TASK PROMPT:
The output should be every line below that includes the word "each".

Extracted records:
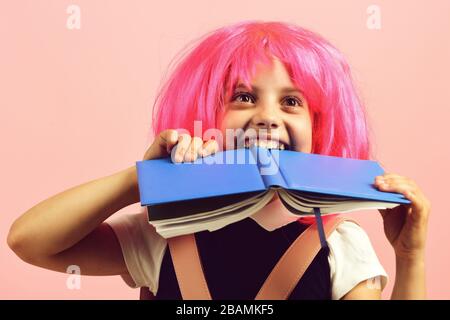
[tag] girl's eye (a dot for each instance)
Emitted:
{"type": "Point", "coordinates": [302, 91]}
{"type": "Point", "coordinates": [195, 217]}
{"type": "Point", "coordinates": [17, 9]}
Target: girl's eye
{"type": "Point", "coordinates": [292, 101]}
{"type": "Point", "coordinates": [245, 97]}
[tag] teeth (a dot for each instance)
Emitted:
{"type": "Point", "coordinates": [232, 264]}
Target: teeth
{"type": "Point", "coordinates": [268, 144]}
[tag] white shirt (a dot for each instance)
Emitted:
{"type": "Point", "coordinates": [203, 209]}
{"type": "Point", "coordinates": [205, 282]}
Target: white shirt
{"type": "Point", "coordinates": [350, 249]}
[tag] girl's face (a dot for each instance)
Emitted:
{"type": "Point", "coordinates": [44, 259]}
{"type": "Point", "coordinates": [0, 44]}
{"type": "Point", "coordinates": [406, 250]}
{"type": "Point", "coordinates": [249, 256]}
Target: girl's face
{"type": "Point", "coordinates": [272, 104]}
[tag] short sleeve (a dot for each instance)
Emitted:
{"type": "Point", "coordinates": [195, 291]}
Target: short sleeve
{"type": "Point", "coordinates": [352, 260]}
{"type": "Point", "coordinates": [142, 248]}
--
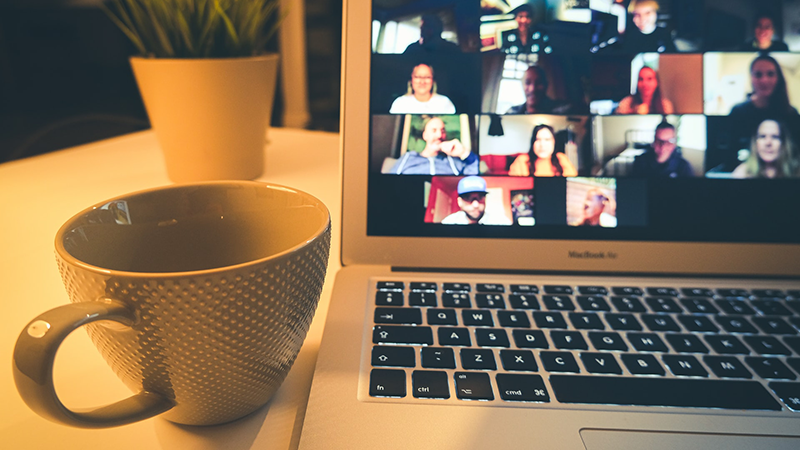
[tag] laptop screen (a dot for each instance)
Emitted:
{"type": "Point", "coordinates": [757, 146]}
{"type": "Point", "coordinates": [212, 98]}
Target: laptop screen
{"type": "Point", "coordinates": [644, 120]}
...
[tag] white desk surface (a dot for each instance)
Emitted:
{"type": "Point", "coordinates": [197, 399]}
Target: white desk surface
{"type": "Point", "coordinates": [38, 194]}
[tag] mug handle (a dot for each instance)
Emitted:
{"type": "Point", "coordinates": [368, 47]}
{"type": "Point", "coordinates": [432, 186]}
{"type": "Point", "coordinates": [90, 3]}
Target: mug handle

EXERCISE RESPONSE:
[tag] girl's eye (a dot for each instance)
[tag] teeth (a dot for each instance)
[tag] white shirt (a dot for each instance)
[tag] girl's face (a dot for each instance)
[tag] short sleeve (a dot for each instance)
[tag] laptop screen (a dot for each instance)
[tag] white desk surface (a dot for each instance)
[tag] mug handle (a dot for each instance)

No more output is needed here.